◆ **WORK TO COMPLETE**:
Answer these from the passage on [O iii] luminosity and voidcentric distance:
1. Which percentile corresponds to the black hole mass threshold of 8.03?
2. In which regions are the smallest L[O iii] values found?
3. How many bins within the void radius were considered, and why?

◆ **SOURCE PASSAGE**:
In order to study the dependence of the [O iii] luminosity on voidcentric distance, we show in Fig. 8(a) the mean L[O iii] values for different lower thresholds of BH mass proxy (those associated to the previously adopted BH mass percentiles namely |$\rm log(M_{\rm BH}/M_{\odot }) \ge$| 7.29, 7.64, 8.03, 8.15, and 8.45, corresponding to the 25, 50, 75, 80, and 90 percentiles, respectively). In this figure, these BH mass lower limits are shown in different colour intensity, and the darkest one represents the full AGN sample. From this figure, it can be seen that AGN in void regions exhibit the largest L[O iii] values, whereas the smaller ones are found in the field. Moreover, there is a significant increase in L[O iii] mean values in void regions as reflected in the higher values as the distance to the void decreases. This is observed for all BH mass thresholds although it is more noticeable for the most massive BHs (p75, p80, 90, the 3 lighter lines in the figure). We notice that due to the low number of AGN in voids, we have only considered one bin within the void radius.

◆ **PROVIDED DATA**:
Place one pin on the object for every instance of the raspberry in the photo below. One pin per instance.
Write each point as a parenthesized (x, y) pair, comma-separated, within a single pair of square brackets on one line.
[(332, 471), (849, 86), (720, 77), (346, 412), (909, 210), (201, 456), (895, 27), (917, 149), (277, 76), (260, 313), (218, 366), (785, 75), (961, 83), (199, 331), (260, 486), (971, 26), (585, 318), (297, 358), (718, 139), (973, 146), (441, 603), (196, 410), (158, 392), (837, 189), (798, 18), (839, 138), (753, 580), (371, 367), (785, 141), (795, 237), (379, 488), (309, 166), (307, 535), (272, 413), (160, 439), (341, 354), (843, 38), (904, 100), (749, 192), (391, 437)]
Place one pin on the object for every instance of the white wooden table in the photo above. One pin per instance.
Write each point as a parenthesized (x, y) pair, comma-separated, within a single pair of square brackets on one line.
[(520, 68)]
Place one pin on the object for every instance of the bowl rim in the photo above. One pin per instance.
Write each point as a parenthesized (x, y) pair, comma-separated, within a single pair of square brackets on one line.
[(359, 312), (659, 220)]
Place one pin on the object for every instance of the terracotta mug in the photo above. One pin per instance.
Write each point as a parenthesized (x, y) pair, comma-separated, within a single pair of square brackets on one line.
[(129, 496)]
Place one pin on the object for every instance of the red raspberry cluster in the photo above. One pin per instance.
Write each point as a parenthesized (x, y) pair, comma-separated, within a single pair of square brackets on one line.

...

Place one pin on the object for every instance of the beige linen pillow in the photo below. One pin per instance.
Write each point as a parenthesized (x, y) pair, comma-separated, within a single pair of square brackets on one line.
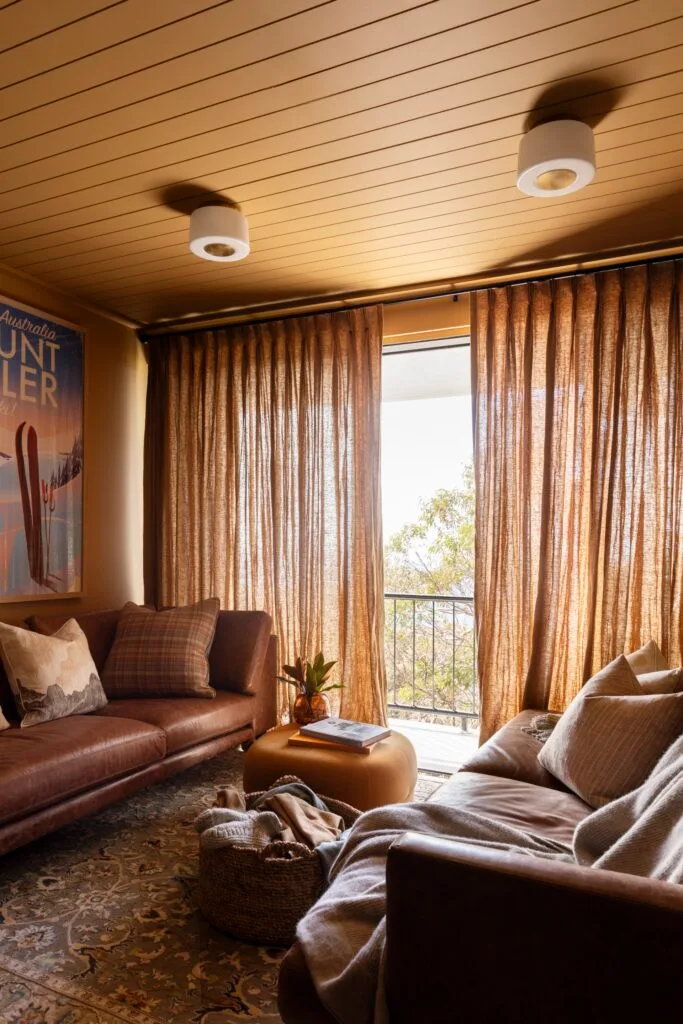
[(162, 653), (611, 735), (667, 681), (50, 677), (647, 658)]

* * *

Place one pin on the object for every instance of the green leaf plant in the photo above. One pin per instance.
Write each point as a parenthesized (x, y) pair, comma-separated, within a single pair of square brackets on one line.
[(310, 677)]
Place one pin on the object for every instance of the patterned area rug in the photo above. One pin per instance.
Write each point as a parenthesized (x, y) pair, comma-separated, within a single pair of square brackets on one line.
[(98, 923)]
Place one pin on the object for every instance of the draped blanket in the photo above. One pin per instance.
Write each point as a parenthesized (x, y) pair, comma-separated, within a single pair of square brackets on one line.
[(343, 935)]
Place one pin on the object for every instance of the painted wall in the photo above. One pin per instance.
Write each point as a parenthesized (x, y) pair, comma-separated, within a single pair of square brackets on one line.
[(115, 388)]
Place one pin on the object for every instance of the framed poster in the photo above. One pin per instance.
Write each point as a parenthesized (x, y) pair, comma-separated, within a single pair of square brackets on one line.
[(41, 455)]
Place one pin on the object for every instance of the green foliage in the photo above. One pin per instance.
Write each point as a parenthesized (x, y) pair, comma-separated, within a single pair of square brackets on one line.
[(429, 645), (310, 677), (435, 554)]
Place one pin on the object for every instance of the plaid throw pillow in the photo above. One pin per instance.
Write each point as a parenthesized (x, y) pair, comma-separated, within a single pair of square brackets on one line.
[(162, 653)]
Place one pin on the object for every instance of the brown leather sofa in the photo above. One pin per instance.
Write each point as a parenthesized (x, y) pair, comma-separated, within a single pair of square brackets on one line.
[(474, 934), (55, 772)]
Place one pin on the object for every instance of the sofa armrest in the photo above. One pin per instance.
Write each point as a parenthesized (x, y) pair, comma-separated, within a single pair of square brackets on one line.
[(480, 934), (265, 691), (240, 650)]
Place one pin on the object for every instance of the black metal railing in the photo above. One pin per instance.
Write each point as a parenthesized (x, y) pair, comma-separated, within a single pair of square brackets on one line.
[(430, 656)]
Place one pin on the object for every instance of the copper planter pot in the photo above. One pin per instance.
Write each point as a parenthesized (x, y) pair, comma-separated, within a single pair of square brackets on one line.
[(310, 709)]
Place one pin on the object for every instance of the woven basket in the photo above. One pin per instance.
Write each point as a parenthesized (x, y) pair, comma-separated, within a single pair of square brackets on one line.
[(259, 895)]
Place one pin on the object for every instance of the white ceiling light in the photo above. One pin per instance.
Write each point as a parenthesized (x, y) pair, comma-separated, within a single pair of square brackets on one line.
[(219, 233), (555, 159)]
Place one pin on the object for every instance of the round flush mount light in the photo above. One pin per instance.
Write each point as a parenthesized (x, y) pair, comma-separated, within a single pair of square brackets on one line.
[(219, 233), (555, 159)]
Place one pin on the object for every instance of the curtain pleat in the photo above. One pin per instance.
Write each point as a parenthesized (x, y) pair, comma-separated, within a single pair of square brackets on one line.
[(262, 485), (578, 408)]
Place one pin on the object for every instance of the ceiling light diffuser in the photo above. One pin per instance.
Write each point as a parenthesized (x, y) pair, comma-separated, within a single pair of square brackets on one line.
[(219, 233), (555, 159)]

◆ **ANSWER TO THE PROBLEM**:
1. The 75th percentile.
2. In the field.
3. Only one bin, because there are few AGN in voids.